**Aim:**
All of the records below should be output exactly.

====== Supplied data ======

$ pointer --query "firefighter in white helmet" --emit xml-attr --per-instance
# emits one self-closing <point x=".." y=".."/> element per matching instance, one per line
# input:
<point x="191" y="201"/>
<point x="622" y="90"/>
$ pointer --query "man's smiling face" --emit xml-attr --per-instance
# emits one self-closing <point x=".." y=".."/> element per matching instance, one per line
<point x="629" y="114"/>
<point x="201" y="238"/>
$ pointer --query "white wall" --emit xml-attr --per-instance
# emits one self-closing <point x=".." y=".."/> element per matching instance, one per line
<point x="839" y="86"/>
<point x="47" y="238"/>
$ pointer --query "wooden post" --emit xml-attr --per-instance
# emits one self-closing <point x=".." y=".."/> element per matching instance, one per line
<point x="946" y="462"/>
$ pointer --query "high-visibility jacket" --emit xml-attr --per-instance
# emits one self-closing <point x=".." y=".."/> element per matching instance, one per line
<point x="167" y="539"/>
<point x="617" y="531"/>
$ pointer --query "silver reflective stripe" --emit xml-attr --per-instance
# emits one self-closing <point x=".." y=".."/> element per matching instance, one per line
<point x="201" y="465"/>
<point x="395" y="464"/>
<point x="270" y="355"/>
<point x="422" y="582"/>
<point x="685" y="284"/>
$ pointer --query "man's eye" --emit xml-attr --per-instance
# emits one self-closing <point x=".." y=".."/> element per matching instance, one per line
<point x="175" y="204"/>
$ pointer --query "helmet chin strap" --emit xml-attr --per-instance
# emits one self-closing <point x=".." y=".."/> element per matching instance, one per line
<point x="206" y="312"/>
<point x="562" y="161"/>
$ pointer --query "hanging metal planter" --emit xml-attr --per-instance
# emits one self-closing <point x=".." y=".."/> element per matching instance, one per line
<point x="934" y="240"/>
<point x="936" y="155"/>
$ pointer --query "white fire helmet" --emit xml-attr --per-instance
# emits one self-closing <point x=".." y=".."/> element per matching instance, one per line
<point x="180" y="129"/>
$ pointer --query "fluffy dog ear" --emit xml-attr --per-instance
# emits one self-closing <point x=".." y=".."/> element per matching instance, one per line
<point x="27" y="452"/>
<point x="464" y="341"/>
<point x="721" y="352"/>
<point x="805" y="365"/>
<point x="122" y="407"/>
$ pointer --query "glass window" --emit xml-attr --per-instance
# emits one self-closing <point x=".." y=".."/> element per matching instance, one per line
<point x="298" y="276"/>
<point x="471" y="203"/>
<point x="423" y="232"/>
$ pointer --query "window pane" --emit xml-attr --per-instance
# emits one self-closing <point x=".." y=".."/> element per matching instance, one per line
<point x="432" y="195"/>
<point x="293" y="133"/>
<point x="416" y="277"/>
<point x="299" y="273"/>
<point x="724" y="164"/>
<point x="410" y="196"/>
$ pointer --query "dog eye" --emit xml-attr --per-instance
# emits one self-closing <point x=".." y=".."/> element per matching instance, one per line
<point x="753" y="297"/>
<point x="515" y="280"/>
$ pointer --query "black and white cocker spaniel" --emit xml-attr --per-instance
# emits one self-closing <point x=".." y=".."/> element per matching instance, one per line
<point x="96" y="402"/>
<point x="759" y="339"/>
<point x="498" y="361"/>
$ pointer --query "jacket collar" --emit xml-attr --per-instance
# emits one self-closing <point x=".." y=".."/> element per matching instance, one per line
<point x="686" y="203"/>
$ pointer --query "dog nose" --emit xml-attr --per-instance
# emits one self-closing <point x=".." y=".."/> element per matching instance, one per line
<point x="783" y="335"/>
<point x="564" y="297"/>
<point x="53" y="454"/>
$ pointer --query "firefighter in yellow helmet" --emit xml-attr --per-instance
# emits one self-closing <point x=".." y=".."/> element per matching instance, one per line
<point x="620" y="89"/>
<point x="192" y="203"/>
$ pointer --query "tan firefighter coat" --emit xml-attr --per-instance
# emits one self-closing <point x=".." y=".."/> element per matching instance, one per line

======

**Expected answer:**
$ pointer --query "firefighter in white helmet" --emit xml-attr --per-instance
# emits one self-closing <point x=".." y=".."/> element per matching instance, one per line
# input:
<point x="191" y="201"/>
<point x="622" y="90"/>
$ pointer --query "man's smiling face" --emit xml-attr --per-instance
# emits one self-closing <point x=".." y=".."/> element per matching instance, one per line
<point x="629" y="114"/>
<point x="201" y="238"/>
$ pointer --query "white wall" --emit xml-attr --per-instance
# emits one self-closing <point x=".." y=".."/> element per matching instance, one per line
<point x="839" y="86"/>
<point x="47" y="238"/>
$ pointer --query "wooden post" --emit xml-attr --per-instance
# emits one self-closing <point x=".." y=".."/> element per matching instance, one per line
<point x="946" y="462"/>
$ pointer --query "high-visibility jacket" --emit xml-attr --per-instance
# emits one self-closing <point x=".." y=".."/> element per matching instance, one per line
<point x="167" y="539"/>
<point x="617" y="531"/>
$ pointer --query "silver reflective stripe" --emit xml-attr --per-instance
# emits one self-closing <point x=".." y=".."/> element per matching instance, one per line
<point x="201" y="465"/>
<point x="395" y="464"/>
<point x="270" y="355"/>
<point x="422" y="582"/>
<point x="685" y="284"/>
$ pointer --query "man's eye" --emit xml-attr --per-instance
# emits one self-closing <point x=".." y=".."/> element per matching instance, one per line
<point x="175" y="204"/>
$ pointer --query "helmet chin strap" --emit xml-attr --per-instance
# emits one self-closing <point x=".." y=".."/> element per matching instance, one per line
<point x="206" y="312"/>
<point x="562" y="161"/>
$ pointer --query "hanging metal planter" --emit xml-attr --per-instance
# emits one self-closing <point x=".." y=".."/> element per matching instance, one per line
<point x="934" y="240"/>
<point x="936" y="155"/>
$ pointer --query "white fire helmet" --emit xml-attr --per-instance
# emits one self-closing <point x=".." y=".."/> element per matching instance, one per line
<point x="180" y="129"/>
$ pointer --query "fluffy dog ear" --emit xml-attr --per-instance
# emits one self-closing <point x=".." y=".."/> element per matching instance, one per line
<point x="27" y="452"/>
<point x="464" y="341"/>
<point x="721" y="352"/>
<point x="805" y="365"/>
<point x="122" y="407"/>
$ pointer --query "glass window" --emit xml-attr --per-instance
# emits one self-closing <point x=".." y=".."/> element per matching instance, one per line
<point x="298" y="276"/>
<point x="471" y="203"/>
<point x="423" y="232"/>
$ pointer --query "window pane" --emit xml-attr --per-instance
# emits one self-closing <point x=".." y=".."/> element per matching instance, one per line
<point x="432" y="195"/>
<point x="293" y="133"/>
<point x="416" y="277"/>
<point x="299" y="273"/>
<point x="724" y="164"/>
<point x="410" y="196"/>
$ pointer --query "dog eye" --emit xml-attr --per-instance
# emits one self-closing <point x=".." y=".."/> element per matching instance, one per line
<point x="753" y="297"/>
<point x="515" y="280"/>
$ pointer --query "black and white cocker spaniel" --emit xml-attr --per-instance
# emits one self-closing <point x=".." y=".."/> element per matching instance, one per line
<point x="96" y="402"/>
<point x="759" y="339"/>
<point x="498" y="361"/>
$ pointer --query "jacket collar" --emit xml-attr --per-instance
# emits one self-closing <point x=".." y=".."/> element per matching instance, one per line
<point x="686" y="203"/>
$ pointer --query "dog nose" --emit xml-attr --per-instance
# emits one self-closing <point x=".." y=".."/> element per matching instance, one per line
<point x="783" y="335"/>
<point x="564" y="297"/>
<point x="53" y="454"/>
$ pointer --query "firefighter in yellow helmet" --emit xml-attr --per-instance
# emits one self-closing <point x=".." y=".."/> element per matching instance, one per line
<point x="620" y="89"/>
<point x="192" y="203"/>
$ pointer --query "tan firefighter coat" --emit xml-attr --per-instance
# emits one self-closing <point x=".." y=".."/> element per matching instance, one per line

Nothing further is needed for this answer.